■ **OBJECTIVE**
Could you rewrite the records from the line that has "Where can you spot the hanging banner?" through the end of the records, with "placard" replaced by "poster" and nothing else changed?

■ **ITEMS**
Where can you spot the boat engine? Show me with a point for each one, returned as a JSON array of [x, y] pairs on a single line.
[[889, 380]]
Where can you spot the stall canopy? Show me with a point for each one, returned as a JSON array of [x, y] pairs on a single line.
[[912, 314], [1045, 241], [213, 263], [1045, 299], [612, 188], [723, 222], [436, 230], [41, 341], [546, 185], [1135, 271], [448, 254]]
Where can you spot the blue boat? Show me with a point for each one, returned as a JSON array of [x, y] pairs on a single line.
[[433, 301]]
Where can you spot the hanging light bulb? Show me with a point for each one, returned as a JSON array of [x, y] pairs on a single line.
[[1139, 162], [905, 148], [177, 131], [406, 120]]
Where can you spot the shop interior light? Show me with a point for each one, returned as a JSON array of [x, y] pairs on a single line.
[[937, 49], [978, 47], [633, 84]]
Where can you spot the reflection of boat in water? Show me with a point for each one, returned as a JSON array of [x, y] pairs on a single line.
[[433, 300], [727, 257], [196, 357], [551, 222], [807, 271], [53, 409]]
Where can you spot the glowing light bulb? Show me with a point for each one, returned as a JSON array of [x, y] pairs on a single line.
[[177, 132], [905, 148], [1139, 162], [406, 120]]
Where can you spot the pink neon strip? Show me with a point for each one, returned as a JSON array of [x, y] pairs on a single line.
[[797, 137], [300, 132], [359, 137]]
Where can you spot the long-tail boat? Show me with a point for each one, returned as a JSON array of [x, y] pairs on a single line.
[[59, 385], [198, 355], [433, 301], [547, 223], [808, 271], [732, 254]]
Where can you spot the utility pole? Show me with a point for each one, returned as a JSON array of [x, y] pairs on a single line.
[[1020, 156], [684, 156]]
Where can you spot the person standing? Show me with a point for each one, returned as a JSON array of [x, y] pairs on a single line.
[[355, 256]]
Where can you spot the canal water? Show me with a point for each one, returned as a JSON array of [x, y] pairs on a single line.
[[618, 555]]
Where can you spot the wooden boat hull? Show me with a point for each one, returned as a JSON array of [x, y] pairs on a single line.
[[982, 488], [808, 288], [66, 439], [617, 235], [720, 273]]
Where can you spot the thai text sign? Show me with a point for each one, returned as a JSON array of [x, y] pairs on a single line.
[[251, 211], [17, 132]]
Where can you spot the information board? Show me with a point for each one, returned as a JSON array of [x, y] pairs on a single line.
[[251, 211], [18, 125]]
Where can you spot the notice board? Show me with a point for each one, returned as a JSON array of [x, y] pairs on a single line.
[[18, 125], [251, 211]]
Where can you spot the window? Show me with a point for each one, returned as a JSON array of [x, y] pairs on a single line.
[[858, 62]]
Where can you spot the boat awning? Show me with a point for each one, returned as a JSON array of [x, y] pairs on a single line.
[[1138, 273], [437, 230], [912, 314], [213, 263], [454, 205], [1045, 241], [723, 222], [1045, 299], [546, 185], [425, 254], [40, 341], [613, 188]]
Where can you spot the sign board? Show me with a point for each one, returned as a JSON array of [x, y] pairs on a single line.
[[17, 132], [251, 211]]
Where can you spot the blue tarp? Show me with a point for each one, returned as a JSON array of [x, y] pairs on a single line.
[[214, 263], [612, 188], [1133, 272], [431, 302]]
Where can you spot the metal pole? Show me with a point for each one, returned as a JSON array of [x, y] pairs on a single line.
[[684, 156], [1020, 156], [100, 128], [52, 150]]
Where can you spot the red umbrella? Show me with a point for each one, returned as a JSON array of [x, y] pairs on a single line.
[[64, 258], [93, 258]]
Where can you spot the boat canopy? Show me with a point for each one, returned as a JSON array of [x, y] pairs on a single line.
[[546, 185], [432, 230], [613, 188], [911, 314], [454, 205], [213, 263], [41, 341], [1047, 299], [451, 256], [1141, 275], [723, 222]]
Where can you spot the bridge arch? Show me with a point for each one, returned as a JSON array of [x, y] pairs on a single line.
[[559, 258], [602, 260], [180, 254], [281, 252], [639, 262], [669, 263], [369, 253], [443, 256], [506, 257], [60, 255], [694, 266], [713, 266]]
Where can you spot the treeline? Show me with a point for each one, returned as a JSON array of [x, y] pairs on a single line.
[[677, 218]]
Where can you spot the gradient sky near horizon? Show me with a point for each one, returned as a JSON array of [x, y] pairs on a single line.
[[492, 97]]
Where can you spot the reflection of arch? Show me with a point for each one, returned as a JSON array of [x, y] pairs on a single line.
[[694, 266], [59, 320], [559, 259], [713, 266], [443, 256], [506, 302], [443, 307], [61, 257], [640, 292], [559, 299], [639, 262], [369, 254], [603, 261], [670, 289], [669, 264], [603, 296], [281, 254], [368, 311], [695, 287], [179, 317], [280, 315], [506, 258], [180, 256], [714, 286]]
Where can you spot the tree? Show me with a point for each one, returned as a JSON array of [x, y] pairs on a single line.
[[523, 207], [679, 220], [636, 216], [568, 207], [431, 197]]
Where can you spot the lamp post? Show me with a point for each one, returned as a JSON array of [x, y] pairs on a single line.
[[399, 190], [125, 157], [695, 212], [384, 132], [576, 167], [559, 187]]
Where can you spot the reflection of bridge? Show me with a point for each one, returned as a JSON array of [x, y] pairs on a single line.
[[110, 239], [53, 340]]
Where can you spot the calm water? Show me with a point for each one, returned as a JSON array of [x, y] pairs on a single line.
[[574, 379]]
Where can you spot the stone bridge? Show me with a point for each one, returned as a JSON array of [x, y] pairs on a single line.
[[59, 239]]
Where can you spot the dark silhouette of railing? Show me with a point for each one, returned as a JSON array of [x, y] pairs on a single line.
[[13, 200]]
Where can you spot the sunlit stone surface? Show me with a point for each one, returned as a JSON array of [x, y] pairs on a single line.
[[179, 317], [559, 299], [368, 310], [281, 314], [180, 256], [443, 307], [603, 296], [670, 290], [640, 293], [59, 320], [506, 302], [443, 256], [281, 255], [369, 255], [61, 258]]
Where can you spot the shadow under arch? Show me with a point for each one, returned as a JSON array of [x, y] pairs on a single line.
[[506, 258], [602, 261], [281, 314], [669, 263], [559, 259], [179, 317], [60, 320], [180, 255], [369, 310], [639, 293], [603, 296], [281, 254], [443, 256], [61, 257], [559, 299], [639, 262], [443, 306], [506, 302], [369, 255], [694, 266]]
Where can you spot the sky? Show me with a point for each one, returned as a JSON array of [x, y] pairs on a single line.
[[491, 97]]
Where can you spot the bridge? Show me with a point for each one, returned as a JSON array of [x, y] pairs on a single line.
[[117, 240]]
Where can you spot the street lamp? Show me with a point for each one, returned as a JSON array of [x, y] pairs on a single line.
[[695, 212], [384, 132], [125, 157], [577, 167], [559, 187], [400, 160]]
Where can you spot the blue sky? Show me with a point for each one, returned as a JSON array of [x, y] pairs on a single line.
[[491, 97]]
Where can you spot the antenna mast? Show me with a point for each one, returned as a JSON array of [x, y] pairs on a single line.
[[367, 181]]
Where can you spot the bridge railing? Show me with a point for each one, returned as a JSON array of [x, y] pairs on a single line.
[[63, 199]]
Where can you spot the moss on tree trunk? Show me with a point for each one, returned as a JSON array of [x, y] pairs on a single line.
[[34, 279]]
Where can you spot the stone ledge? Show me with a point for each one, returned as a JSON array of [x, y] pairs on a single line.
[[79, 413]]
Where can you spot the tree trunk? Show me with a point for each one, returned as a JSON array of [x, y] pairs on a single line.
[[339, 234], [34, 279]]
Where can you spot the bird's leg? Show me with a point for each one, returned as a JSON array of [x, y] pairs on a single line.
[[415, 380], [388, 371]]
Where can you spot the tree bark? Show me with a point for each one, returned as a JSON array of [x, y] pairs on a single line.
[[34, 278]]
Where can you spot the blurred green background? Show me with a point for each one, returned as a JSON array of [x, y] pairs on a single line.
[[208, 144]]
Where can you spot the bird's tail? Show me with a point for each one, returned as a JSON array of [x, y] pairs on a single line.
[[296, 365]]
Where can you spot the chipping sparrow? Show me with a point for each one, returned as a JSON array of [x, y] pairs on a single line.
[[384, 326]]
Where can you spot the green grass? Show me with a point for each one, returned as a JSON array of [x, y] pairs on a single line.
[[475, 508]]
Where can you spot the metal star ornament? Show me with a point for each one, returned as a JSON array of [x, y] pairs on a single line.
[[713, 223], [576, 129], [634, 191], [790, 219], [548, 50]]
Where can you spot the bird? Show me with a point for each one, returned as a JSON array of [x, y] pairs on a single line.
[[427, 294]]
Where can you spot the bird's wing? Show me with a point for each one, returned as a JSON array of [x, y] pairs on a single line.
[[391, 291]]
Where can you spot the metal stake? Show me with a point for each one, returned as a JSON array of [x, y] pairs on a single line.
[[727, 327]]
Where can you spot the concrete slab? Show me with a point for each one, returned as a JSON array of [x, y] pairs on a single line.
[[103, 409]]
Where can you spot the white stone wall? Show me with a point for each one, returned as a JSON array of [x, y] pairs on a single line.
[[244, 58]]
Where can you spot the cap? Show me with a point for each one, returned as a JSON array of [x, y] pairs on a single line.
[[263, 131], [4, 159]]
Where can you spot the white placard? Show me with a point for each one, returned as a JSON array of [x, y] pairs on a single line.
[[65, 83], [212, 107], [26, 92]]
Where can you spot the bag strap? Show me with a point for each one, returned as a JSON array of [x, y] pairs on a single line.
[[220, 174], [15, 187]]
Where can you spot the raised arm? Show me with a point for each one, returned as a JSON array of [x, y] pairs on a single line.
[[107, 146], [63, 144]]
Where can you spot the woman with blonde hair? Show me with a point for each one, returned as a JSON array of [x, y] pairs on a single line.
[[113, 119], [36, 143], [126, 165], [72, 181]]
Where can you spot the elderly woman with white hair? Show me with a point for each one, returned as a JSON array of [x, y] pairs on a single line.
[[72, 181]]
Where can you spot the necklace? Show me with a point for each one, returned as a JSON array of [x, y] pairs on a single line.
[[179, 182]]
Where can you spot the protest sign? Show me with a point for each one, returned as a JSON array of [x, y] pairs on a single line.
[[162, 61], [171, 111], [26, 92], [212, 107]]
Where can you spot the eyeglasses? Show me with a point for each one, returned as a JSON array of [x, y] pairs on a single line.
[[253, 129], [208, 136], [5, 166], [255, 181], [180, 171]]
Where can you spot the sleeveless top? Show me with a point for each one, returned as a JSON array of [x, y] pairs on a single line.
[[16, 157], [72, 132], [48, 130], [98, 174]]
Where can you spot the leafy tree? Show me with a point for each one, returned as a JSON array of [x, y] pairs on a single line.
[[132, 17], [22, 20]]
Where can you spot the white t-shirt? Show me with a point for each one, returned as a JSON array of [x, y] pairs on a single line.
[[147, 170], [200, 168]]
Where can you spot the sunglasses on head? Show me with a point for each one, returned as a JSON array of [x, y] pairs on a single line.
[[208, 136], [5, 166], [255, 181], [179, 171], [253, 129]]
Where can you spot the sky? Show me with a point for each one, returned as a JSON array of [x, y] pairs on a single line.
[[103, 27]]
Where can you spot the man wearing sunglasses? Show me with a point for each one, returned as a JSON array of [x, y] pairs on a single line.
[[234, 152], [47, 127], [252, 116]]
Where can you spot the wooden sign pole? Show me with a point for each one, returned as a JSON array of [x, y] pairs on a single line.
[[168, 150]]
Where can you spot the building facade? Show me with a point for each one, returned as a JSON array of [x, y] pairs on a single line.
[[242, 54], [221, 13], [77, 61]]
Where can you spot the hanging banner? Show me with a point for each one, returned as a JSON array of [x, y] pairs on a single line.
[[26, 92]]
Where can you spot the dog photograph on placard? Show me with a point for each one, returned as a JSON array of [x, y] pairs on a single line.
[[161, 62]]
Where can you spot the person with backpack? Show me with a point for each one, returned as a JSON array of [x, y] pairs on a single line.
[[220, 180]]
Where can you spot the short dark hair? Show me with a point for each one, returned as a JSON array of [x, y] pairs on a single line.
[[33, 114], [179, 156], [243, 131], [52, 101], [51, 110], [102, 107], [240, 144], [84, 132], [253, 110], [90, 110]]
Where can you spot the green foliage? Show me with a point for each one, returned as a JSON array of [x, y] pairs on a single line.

■ **EXERCISE SOLUTION**
Where can you spot the hanging banner? Show me with a point for each one, returned as a JSON array of [x, y] pairs on a single line.
[[26, 92]]
Where can you spot the dog photograph on poster? Show me with a point for each one, returned as a JSON array of [x, y] pairs on a single line.
[[161, 62]]
Where can you spot the person with backpack? Show me with a point for each one, returned as a JSON array of [x, y] pairs on a single line.
[[220, 180]]
Where can you spot the short dark hair? Show me with a point for each one, returned as a JSON array of [x, y] pairs on a single line.
[[33, 114], [179, 156], [243, 131], [52, 101], [51, 110], [102, 107], [240, 144], [84, 132], [253, 110], [90, 110]]
Where can you spot the green foliage? Show me with a point for each one, returned as a JSON array of [x, y] pairs on a single line.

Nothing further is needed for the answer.